(Rows)
┌────────
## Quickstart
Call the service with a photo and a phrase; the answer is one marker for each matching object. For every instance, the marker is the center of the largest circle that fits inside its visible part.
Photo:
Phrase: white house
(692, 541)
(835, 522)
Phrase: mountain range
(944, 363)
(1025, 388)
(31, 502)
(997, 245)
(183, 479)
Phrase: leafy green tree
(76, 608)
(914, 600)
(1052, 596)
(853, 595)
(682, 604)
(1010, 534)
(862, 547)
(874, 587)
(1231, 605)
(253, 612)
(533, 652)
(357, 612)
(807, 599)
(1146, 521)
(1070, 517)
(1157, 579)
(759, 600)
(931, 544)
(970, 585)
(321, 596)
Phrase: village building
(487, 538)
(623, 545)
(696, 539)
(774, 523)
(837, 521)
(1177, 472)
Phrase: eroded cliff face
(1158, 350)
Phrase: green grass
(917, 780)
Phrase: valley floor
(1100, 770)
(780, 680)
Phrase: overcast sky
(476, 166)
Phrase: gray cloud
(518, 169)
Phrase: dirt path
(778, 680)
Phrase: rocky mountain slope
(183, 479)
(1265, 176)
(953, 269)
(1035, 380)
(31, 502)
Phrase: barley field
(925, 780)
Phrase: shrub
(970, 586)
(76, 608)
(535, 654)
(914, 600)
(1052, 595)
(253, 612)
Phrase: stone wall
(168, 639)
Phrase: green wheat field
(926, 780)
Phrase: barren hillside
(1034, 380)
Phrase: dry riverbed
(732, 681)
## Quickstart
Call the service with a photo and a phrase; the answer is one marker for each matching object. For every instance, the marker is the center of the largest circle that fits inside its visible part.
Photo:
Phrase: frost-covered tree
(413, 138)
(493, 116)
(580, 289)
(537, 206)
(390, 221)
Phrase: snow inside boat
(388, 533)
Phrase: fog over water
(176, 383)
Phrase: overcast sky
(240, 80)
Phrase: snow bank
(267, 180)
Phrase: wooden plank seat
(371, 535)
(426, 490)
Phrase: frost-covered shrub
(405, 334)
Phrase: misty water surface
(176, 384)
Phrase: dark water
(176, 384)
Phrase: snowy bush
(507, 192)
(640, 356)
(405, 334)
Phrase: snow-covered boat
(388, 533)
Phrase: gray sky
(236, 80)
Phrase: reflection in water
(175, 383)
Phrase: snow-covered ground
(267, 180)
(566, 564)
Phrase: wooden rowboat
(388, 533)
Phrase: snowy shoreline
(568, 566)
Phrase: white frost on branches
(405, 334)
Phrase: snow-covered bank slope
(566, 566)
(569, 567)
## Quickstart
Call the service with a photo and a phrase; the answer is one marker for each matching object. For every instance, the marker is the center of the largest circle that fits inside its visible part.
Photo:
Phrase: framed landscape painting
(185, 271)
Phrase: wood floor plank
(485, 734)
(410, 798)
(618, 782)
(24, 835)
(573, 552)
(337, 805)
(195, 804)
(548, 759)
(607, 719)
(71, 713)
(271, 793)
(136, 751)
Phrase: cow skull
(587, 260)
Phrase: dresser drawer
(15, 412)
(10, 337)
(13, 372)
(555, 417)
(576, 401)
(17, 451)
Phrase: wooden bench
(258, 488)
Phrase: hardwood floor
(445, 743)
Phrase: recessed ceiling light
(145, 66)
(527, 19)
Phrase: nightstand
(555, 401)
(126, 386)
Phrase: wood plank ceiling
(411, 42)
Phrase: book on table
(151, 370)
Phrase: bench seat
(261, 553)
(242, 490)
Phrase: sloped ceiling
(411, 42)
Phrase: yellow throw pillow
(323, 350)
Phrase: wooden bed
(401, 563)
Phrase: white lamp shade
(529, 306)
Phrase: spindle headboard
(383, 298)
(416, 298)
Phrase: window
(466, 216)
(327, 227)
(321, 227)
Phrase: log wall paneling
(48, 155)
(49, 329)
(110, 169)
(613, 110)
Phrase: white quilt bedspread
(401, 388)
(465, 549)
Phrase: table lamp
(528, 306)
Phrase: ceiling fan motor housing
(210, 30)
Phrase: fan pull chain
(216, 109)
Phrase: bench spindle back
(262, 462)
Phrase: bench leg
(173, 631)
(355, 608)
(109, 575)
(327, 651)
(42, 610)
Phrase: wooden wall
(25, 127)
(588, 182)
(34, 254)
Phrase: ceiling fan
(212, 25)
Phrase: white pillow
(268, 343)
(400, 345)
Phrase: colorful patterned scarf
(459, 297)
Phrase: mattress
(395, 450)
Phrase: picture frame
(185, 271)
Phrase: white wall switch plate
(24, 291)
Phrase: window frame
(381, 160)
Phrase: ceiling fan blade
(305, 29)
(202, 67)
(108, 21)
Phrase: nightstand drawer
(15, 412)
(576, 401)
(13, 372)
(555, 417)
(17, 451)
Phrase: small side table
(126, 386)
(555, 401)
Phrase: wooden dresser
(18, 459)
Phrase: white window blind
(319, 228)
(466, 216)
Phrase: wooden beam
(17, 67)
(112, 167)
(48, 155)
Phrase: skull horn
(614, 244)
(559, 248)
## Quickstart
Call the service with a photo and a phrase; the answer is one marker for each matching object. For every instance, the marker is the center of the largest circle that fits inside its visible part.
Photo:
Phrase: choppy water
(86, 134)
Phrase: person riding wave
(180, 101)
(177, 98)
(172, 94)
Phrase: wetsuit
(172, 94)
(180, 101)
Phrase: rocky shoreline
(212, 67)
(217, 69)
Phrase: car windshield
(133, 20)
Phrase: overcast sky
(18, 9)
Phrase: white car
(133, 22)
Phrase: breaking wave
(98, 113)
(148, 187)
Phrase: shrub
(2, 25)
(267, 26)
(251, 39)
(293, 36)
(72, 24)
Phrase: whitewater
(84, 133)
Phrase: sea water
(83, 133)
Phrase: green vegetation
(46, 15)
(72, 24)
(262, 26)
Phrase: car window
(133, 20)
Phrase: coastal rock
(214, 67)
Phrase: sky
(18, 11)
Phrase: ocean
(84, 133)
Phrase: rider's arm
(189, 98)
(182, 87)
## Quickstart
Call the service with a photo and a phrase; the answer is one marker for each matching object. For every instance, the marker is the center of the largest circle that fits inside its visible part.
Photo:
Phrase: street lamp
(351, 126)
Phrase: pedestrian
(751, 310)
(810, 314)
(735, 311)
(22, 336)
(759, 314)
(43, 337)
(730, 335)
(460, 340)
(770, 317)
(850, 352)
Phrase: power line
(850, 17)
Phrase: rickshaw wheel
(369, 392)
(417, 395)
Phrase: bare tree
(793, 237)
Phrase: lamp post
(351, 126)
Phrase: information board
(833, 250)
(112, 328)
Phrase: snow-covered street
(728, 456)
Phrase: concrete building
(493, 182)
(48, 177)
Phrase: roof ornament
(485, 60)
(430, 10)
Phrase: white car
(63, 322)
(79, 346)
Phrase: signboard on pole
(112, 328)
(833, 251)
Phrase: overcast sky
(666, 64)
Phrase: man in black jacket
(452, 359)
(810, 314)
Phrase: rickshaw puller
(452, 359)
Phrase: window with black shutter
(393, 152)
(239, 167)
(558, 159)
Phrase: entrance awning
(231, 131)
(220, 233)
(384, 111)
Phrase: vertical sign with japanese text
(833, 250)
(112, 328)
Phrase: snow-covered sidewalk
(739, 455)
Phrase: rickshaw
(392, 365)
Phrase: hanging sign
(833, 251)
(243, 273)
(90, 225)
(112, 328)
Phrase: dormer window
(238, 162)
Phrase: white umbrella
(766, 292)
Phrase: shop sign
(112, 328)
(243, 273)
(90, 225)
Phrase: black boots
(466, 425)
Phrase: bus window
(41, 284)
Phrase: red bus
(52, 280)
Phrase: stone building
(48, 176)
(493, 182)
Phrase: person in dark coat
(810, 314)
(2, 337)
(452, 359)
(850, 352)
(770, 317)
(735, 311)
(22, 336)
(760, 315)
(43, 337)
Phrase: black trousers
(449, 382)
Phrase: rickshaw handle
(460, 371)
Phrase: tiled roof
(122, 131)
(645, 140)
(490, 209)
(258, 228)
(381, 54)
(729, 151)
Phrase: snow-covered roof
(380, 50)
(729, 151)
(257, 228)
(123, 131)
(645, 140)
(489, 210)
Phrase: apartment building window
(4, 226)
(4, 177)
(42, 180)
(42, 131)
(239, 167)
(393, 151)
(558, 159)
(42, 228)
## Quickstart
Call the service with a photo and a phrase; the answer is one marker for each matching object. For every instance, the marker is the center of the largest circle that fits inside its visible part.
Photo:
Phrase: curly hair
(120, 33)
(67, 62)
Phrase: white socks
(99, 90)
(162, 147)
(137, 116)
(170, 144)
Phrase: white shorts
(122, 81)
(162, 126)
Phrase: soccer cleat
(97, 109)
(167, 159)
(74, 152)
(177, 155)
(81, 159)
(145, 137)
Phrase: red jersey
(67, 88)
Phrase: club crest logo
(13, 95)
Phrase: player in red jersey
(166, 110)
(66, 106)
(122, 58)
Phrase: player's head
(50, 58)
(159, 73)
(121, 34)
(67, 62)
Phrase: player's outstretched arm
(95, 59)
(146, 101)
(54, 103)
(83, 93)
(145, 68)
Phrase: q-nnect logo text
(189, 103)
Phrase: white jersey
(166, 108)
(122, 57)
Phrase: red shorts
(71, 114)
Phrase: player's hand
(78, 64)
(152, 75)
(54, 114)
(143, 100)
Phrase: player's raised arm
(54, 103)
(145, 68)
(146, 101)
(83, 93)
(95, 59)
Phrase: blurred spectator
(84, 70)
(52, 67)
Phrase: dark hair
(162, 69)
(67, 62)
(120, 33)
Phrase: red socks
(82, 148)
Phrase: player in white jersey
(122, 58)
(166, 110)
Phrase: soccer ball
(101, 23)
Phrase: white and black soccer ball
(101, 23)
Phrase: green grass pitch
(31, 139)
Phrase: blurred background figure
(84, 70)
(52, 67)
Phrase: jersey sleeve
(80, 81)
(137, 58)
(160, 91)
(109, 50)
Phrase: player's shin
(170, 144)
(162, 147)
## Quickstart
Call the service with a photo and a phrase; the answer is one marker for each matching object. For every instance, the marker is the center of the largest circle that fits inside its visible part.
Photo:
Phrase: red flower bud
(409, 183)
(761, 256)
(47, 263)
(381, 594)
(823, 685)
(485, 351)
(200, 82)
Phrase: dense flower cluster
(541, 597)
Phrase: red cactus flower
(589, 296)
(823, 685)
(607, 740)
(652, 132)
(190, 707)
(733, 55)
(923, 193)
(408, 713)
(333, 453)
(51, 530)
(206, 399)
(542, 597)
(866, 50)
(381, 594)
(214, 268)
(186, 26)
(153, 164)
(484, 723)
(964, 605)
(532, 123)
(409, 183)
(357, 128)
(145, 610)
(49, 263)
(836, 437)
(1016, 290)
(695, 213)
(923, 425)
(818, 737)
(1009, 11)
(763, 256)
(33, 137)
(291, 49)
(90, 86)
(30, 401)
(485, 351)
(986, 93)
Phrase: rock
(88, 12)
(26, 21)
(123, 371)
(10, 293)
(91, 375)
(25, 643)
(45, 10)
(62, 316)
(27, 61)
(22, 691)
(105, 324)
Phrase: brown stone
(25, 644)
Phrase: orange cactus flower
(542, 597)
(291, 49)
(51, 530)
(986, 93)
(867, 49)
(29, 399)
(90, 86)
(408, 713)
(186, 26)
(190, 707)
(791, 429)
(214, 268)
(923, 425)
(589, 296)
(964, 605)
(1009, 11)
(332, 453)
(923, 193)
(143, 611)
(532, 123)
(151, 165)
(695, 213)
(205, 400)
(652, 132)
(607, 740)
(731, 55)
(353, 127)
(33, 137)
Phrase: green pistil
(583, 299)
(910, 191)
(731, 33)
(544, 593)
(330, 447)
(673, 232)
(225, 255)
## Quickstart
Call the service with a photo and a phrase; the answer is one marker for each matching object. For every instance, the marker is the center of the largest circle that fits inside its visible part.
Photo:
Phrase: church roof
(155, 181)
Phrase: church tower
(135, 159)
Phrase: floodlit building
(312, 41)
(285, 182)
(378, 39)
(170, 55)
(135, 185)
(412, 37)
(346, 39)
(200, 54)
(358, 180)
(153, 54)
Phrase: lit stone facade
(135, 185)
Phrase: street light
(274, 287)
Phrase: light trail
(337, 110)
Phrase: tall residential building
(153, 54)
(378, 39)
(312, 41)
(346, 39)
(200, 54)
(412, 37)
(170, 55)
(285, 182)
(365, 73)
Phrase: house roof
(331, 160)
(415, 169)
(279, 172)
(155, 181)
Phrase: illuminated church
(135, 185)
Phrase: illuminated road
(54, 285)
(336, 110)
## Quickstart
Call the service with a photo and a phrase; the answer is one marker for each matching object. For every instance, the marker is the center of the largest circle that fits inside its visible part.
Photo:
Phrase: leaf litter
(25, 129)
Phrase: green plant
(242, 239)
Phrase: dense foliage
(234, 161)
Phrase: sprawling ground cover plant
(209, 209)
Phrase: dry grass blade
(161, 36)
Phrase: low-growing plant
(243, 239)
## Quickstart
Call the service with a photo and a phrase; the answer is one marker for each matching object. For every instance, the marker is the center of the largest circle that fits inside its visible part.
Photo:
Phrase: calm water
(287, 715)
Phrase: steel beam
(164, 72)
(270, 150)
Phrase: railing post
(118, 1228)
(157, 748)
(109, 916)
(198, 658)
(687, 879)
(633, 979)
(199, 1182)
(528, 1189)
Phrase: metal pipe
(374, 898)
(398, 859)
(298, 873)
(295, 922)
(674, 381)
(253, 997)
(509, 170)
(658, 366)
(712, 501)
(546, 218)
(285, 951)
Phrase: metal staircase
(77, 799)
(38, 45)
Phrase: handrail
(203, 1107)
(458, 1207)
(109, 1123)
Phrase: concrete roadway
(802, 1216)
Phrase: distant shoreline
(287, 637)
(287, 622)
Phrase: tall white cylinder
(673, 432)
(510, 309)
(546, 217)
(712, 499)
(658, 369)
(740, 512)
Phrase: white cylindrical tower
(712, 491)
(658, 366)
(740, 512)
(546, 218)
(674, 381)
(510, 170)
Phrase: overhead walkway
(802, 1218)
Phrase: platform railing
└────────
(Objective) Rename "overhead walkway" to "elevated walkway" and reproduce only the lines from the one containing "Phrase: distant shoreline" through the last line, with nothing else changed.

(Response to the task)
Phrase: distant shoreline
(287, 637)
(287, 622)
Phrase: tall white cylinder
(673, 432)
(510, 309)
(546, 217)
(712, 499)
(658, 369)
(740, 512)
Phrase: white cylindrical tower
(712, 491)
(658, 366)
(740, 512)
(546, 218)
(674, 381)
(510, 170)
Phrase: elevated walkway
(802, 1218)
Phrase: platform railing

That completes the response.